[Task brief] Retype the data below without altering anything.

[Data for analysis]
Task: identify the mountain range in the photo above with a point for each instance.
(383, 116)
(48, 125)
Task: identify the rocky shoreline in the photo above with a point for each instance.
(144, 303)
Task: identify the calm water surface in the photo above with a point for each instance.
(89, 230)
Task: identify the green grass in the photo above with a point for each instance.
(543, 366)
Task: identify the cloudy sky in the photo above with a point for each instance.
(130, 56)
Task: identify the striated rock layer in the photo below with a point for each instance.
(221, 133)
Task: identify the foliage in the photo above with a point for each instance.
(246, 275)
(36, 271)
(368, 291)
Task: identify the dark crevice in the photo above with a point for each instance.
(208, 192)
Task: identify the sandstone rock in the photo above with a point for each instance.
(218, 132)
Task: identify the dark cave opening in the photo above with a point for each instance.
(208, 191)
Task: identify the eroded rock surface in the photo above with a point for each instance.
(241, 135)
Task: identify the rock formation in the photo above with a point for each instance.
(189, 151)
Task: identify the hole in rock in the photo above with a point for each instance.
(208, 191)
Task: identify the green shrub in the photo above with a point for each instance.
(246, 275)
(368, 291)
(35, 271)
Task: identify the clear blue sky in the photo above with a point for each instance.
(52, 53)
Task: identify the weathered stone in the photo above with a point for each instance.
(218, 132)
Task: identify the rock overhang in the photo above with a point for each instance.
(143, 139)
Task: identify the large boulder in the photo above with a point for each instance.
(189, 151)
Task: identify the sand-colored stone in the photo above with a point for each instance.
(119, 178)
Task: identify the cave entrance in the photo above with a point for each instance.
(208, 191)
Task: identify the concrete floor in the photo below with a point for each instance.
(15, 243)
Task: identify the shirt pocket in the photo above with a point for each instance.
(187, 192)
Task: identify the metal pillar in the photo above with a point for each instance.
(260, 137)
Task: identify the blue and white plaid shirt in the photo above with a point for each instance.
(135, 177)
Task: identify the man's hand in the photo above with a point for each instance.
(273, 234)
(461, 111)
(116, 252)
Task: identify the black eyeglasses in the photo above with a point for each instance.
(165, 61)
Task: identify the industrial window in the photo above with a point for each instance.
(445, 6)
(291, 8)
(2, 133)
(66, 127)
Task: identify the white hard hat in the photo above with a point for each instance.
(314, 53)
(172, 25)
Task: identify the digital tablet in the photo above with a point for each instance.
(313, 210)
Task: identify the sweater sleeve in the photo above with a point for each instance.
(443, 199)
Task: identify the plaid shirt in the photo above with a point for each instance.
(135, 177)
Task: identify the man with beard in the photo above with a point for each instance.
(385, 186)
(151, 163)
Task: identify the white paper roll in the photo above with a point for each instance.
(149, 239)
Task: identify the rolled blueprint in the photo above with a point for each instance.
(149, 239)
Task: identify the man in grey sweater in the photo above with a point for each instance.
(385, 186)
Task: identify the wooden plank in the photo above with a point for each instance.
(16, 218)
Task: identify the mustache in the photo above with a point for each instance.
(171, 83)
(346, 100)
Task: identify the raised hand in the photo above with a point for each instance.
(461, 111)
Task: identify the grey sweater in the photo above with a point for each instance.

[Response box]
Task: identify the mountain range in the photo above with a point for each instance.
(383, 116)
(48, 125)
Task: identify the rocky shoreline in the photo above with a point for each instance.
(144, 303)
Task: identify the calm water surface in the photo above with a point for each instance.
(89, 230)
Task: identify the green grass in the photo above with a point for each instance.
(543, 366)
Task: identify the cloudy sky in the photo above with a point for each instance.
(130, 56)
Task: identify the striated rock layer in the photo below with a point for each instance.
(221, 133)
Task: identify the foliage in the photo above with a point for each instance.
(246, 275)
(36, 271)
(368, 291)
Task: identify the dark crevice in the photo above with a point for each instance.
(208, 192)
Task: identify the sandstone rock in the photo above with a point for each instance.
(218, 132)
Task: identify the dark cave opening in the photo above with a point for each instance.
(208, 191)
Task: identify the eroded rock surface in the photo above with a point for each instance.
(241, 135)
Task: identify the rock formation in the photo above with a point for each instance.
(189, 151)
Task: identify the hole in rock in the photo above with a point for each instance.
(208, 191)
Task: identify the green shrub in the photo above with a point for each instance.
(246, 275)
(368, 291)
(35, 271)
Task: identify the clear blue sky in the photo above with a point for each instance.
(52, 53)
Task: identify the weathered stone in the photo above with a point for each instance.
(218, 132)
Task: identify the rock overhang in the photo above with a point for each instance.
(143, 139)
Task: identify the large boulder in the photo above with a point for each instance.
(189, 151)
Task: identify the sand-colored stone in the photo above with a point for each instance.
(119, 178)
Task: identify the cave entrance in the photo above with a point for each instance.
(208, 191)
Task: identify the concrete floor in the photo below with a point for each instance.
(15, 243)
Task: identify the shirt pocket in the photo above with a point for each instance.
(187, 192)
Task: identify the metal pillar in the photo above with a point for each instance.
(260, 137)
Task: identify the blue and white plaid shirt in the photo above with a point for each instance.
(135, 177)
Task: identify the man's hand in the photo above with a point for each instance.
(273, 234)
(461, 111)
(116, 252)
Task: identify the black eyeglasses in the photo above with a point for each instance.
(165, 61)
Task: identify the industrial window in the photo above with a point for each instance.
(445, 6)
(291, 8)
(2, 133)
(66, 127)
Task: identify the white hard hat in the photo above with a point for each instance.
(314, 53)
(172, 25)
Task: identify the digital tablet in the photo above with a point for each instance.
(313, 210)
Task: identify the sweater sleeve in the photo above with a point for each instance.
(443, 199)
Task: identify the plaid shirt in the photo above with a point for each instance.
(135, 177)
Task: identify the man with beard in the photo above with a point for each instance.
(385, 186)
(151, 163)
Task: identify the white paper roll in the photo above with a point for each instance.
(149, 239)
Task: identify the rolled blueprint in the photo above with a point for each instance.
(149, 239)
Task: identify the man in grey sweater in the photo above with a point for each instance.
(385, 186)
Task: identify the wooden plank in the photo above with a point for each instance.
(16, 218)
Task: identify the mustache in the photo above with a point for each instance.
(171, 83)
(346, 100)
Task: identify the raised hand in the photo above with a point for each instance.
(461, 111)
Task: identify the grey sweater in the photo above with a point for each instance.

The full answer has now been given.